* _SELECTED TEXT_

=-=-=

A Few Things I Noticed About the Washington Coast

Comments

1
that's not the whole coast; it's cliffy (and gorgeous) in ONP. plus you were there when it was sunny. try it in the gloom, and you'll see why its not gentrified.

also native reservations: la push is semi-decent and has lodging, but taholah and neah bay are pretty depressing and off-putting to many (meaning old white people with money). which is probably how the residents want it.
3
You realize we also have the longest, non-road paralleling/accessible stretch of beautiful, rugged, and rocky coast in the entire continental USA, right? What you did would be like judging all of California's beaches on some crowded, trashy beach in LA County.
4
Interestingly, Copalis Beach is also recognized as a State Airport. It's fully legal to use that stretch of beach as a landing strip for small airplanes. it is also legal to drive on and to do razor clam digging along that beach . . . just watch out for airplanes!
5
Kathleen; A group of us have been going to a resort a dozen miles north of Ocean Shores for years. One section of the beach is closed to cars. We've walked it dozens of times. This year it shocked me that it was so barren. The beach had all the things you mentioned: Kelp, shells, jellyfish, etc. This year nearly nothing except several dead seabirds of the same species in a one mile stretch. Apparently they're starving to death. Much of this is likely the result of 'the Blob', a huge area of very hot water off the coast stretching from southern Oregon to beyond the northern tip of Vancouver Island. The warm surface water is killing fish due to lack of mixing. This prevents the water from getting oxygen. In addition the warm water causes diseases to proliferate.
6
"I wonder how much longer it’ll stay that way."
Well, considering that the entire coast line, flat as it is, can be wiped out in about 15 minutes by tsunami, I suspect that anyone with money isn't going to invest in a sure loss.

=-=-=

* _DATA FOR REVIEW_
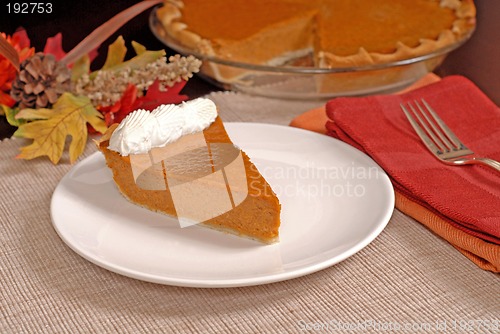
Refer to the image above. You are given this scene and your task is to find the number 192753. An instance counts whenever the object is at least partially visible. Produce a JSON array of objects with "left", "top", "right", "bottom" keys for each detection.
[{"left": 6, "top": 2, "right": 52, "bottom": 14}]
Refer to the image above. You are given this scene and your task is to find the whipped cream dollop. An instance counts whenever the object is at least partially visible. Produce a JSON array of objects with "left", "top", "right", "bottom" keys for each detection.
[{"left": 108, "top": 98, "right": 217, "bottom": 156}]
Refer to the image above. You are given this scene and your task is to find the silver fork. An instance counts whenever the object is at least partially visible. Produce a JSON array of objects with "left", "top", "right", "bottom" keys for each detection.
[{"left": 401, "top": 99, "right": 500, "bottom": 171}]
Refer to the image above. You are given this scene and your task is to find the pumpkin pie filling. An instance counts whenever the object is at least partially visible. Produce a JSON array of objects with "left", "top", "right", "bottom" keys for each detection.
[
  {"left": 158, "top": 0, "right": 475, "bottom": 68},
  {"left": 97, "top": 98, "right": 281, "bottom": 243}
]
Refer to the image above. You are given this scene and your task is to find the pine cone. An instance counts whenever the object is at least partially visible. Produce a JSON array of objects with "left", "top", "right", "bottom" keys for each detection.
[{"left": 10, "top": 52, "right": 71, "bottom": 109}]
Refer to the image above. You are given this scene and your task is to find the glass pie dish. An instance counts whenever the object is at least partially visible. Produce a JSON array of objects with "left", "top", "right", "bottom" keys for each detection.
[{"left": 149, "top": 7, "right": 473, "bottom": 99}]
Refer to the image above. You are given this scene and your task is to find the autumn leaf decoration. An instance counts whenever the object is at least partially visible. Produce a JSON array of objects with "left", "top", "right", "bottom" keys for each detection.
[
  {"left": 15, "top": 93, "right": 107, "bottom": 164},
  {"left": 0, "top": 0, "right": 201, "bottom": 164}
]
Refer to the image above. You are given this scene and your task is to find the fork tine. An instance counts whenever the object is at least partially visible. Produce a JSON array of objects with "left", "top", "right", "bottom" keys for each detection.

=-=-=

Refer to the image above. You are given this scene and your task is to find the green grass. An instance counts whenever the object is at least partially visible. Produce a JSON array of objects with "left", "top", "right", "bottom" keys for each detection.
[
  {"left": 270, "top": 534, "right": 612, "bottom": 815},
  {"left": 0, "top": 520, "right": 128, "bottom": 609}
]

=-=-=

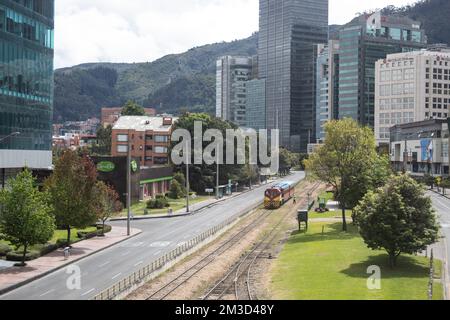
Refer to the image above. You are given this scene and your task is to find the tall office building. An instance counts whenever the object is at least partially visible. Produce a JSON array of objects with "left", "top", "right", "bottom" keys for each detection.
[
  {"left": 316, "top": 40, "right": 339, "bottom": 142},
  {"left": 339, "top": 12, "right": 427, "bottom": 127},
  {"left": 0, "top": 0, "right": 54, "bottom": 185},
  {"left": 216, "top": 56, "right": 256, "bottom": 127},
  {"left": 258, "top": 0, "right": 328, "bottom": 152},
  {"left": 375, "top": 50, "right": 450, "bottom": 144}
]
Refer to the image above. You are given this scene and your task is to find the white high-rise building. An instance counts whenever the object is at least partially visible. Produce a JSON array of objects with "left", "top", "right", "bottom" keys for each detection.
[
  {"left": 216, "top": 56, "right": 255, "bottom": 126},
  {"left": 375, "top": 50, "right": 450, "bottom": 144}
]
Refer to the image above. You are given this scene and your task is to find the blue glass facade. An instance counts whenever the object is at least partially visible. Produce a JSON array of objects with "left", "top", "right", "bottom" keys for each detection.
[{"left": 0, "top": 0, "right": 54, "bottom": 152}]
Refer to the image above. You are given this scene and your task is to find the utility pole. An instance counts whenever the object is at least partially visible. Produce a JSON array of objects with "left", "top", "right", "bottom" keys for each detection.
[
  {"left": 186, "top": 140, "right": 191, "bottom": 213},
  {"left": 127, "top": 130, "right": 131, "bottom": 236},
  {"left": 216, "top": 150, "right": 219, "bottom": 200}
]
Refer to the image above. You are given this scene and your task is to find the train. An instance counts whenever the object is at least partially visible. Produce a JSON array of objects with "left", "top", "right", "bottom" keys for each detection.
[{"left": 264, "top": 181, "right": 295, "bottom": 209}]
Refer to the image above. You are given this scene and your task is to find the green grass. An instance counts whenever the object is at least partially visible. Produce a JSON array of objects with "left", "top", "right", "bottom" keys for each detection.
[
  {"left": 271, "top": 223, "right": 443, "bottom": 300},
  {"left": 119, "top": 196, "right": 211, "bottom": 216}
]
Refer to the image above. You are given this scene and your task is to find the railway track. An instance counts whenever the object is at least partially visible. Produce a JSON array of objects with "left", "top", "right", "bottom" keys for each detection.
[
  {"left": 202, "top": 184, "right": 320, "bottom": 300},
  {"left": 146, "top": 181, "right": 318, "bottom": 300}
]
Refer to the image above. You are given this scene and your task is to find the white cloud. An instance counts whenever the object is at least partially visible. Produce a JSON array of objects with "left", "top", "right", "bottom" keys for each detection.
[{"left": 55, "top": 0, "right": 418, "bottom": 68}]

=-=-=

* _TO DO_
• a. Summarize the comments on the Washington coast in two sentences.
• b. Rewrite the paragraph of the Washington coast comments that begins "Kathleen; A group of us" as a bulleted list that keeps its main facts.
• c. Continue the comments on the Washington coast from the point where they stop.
The lines are unrelated to the text.

* _RESPONSE LIST_
• a. Commenters argue that the Washington coast is more than one sunny visit shows, pointing to the cliffs in ONP, the gloomy weather, the reservations, and a long rugged stretch of coast with no road alongside it. Others note that Copalis Beach is a legal landing strip for small airplanes, that a beach north of Ocean Shores was nearly barren this year, likely because of the warm-water "Blob," and that the tsunami risk keeps people with money from investing there.

• b.
- For years, a group has visited a resort about a dozen miles north of Ocean Shores, where one section of the beach is closed to cars.
- The beach used to hold kelp, shells, jellyfish, and similar things.
- This year it was nearly barren except for several dead seabirds of the same species in a one-mile stretch, apparently starving to death.
- The likely cause is "the Blob," a huge area of very hot water stretching from southern Oregon to beyond the northern tip of Vancouver Island.
- The warm surface water kills fish because the lack of mixing keeps oxygen out of the water, and it also causes diseases to proliferate.

• c.
Another difference is that California is basically BUILT on the coastline, whereas all our urban-splendor is pretty far inland. Additionally, the timber companies own a lot of the land out their for their trees-crops. They'd be none too happy to have a bunch of yuppies out there in B'n'B's.
IMHO.
7
@2: "We'll pay for them using the taxes of the patriotic rural folk"
HA HA HA HA HA HA HA HA HA. Have you noticed how it's King County (and a few other Dem-leaning areas) who actually pay the bills of the rural, Rep-leaning counties? Well, NOTICE. And it's the same picture if you look at where federal tax revenues come from and where they go!
You lot sure love to complain about your tax ₯₪££₳₽$ going to other people, but you're perfectly happy to leech off the big cities' prosperity (for they are the true centers of civilization).
9
Washington beaches are cold, grey, blank, and ugly. No many people want to be there.
10
Kathleen et al., try Ozette, Cape Alava, Shi, Shi, Cape Flattery.... Oh wait. You are right, just stick with Ocean Shores or better yet, the Oregon Coast. You are right it's a nightmare, solitary, blank space with a Sasquatch or two, and everything #9 said. Definitely a place to stay away.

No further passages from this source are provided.